▶ _PROVIDED PASSAGE_:
※

# Installing ViP222k



## tagman (Jul 6, 2018)

Hi all,

Someone gave me a ViP222k and a (what I assume) Dish 1000 satellite dish. I want to get this set up with new service, and would like some pointers. This is my first time messing with any Dish equipment. I have been reading about needing a duplexer or triplexer, and I am not sure what I need to order. Also, if anyone has any tips on pointing the dish, I'm open to any help I can get.


----------



## P Smith (Jul 25, 2002)

well, before do anything with the dish and STB, grab a phone and call dish CSR, ask for a status of the receiver - could you use it on your new account ?


----------



## tagman (Jul 6, 2018)

Yes, they said it was free and clear to use on a new account. 

Sent from my VS987 using Tapatalk


----------



## scooper (Apr 22, 2002)

Ok - With a Dish 1000 dish, you should have a multi LNB. In order to get this work correctly, you need to aim at 110, 119, and 129 slots in the sky. At the VIP222K end you need either a DPP separator OR a DPP triplexer. With the DPP separator, one cable goes to each sat Dish input. The single end is connected to the DPP LNB. The triplexer is just a DPP separator with a diplexor, so you would connect the 2 sat inputs to the receiver inputs.

I also have a VIP222K with an OTA module.


----------



## EdJ (Jan 9, 2007)

scooper said:


> ..... In order to get this work correctly, you need to aim at 110, 119, and 129 slots in the sky.

※

▶ _INSTRUCTIONS FOR THE TASK_:
List every username that appears as a poster in the ViP222k installation thread above, counting each person once.

※

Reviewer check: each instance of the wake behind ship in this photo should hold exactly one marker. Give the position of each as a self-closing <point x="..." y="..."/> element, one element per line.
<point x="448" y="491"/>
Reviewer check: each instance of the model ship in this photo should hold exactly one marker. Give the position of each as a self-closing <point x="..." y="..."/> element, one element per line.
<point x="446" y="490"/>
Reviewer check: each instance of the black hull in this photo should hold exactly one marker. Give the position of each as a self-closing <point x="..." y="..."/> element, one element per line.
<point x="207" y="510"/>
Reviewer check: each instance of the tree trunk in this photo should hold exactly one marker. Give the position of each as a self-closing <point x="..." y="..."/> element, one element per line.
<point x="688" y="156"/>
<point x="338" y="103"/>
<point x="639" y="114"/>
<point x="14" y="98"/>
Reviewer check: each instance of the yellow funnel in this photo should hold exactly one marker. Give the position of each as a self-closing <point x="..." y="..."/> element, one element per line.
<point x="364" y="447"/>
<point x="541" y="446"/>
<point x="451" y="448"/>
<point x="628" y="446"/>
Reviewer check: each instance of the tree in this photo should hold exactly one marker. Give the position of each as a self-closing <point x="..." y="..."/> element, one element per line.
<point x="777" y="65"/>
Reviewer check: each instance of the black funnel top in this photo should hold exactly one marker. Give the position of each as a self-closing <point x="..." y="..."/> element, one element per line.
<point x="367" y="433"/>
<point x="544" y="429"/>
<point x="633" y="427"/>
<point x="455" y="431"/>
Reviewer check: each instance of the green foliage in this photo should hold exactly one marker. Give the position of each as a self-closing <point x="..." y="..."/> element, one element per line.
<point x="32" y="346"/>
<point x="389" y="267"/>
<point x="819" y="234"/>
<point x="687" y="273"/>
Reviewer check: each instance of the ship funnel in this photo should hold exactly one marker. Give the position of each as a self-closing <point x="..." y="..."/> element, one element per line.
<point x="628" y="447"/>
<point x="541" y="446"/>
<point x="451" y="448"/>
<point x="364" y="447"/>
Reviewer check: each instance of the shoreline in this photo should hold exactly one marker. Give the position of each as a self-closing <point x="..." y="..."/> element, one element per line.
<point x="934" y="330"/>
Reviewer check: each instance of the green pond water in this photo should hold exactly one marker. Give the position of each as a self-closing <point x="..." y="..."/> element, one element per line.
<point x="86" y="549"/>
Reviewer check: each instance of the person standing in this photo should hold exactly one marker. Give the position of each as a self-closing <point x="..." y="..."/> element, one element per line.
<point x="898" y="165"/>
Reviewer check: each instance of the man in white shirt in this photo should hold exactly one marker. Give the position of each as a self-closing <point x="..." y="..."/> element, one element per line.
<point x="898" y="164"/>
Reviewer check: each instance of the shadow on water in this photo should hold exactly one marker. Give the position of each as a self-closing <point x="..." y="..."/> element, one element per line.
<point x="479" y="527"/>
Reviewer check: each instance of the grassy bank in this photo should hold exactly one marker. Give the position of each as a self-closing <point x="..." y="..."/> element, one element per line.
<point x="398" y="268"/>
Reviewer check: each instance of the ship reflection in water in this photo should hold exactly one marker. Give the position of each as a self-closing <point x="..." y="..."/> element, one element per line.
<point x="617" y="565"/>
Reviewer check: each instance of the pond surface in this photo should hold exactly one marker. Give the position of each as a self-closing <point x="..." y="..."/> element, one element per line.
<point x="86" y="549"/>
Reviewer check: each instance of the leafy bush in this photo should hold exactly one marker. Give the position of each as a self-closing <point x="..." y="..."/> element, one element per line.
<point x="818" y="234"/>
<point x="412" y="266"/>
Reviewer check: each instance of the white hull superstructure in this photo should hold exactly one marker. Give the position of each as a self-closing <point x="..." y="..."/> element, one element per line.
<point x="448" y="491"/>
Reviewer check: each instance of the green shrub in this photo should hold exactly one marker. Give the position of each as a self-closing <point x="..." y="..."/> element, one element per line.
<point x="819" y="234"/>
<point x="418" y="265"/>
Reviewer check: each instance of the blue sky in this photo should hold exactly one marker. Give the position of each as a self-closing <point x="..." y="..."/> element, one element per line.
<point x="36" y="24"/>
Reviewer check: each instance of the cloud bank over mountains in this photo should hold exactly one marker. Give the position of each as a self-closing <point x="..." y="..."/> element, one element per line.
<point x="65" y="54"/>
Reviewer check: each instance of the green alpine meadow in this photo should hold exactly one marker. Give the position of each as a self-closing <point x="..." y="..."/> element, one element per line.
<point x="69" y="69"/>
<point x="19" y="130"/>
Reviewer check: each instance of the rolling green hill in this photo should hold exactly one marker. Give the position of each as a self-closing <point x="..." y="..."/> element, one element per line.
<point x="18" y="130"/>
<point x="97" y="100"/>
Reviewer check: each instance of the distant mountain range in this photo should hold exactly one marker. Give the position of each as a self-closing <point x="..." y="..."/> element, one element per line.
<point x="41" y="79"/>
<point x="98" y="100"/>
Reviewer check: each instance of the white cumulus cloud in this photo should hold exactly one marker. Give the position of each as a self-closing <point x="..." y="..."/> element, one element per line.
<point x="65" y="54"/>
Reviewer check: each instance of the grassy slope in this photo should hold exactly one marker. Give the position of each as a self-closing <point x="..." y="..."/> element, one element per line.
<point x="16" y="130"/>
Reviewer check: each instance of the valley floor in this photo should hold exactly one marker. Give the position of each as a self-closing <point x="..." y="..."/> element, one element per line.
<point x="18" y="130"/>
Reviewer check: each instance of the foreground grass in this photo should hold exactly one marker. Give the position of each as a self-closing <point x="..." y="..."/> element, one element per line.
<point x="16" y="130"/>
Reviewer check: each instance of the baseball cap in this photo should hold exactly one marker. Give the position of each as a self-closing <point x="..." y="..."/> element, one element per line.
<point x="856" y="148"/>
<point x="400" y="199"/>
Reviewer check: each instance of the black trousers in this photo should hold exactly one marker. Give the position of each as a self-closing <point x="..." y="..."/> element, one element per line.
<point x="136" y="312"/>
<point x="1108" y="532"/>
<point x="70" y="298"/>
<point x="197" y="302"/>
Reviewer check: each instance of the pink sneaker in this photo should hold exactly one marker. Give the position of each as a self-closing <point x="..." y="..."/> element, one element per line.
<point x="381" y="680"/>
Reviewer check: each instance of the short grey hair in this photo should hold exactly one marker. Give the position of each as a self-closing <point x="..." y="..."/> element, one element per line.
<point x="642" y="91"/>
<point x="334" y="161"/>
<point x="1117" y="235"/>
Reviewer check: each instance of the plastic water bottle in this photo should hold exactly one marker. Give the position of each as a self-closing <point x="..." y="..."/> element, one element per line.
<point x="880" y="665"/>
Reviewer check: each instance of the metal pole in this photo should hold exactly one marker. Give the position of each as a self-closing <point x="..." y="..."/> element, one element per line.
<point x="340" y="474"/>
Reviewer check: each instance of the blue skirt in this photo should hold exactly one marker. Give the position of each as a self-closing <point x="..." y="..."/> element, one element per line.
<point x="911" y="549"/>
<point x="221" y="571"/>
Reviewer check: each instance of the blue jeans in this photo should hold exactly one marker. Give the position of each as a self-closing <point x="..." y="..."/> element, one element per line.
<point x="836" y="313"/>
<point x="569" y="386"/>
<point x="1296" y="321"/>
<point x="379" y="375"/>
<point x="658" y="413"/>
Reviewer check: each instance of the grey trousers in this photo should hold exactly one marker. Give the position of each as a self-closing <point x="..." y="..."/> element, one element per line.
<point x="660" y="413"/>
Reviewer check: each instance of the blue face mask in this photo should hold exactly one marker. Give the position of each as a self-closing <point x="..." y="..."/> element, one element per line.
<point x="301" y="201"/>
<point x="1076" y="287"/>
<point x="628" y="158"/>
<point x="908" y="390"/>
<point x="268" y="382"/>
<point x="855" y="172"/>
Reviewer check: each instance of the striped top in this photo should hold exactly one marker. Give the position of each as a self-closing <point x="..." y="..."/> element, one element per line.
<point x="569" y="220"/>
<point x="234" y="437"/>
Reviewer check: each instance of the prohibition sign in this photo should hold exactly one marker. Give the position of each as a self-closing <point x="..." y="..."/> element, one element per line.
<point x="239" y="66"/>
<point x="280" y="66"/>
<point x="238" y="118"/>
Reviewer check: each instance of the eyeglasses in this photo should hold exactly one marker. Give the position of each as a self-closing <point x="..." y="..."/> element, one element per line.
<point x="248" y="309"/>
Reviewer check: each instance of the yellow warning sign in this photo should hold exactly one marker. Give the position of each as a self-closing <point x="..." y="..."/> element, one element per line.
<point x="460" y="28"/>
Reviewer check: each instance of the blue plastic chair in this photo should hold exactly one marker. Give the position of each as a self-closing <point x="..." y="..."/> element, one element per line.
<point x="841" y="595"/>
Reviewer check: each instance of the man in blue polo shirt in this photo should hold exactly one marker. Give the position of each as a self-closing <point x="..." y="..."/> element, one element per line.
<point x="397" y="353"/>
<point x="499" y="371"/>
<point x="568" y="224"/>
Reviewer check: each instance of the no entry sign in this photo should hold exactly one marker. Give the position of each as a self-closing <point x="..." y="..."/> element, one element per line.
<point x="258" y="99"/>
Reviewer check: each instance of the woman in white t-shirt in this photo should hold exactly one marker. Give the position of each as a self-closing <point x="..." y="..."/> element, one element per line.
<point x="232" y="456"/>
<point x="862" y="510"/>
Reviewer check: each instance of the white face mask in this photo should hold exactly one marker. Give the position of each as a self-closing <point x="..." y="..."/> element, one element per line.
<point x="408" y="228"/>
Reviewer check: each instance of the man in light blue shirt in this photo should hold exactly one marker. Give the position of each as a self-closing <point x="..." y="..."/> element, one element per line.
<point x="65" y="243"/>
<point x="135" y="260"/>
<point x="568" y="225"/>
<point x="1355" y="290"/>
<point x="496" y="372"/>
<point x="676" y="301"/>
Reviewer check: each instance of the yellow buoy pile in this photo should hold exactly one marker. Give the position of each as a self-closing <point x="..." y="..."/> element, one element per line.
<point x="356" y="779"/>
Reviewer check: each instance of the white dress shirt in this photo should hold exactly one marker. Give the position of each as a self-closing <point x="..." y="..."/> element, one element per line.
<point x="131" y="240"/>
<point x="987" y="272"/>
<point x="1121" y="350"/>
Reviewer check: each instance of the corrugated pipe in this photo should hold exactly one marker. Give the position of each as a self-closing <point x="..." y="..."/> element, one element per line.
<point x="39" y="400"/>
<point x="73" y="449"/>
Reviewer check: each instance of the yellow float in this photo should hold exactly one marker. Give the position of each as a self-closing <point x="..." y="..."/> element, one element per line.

※

▶ _WRITTEN REPLY_:
tagman, P Smith, scooper, EdJ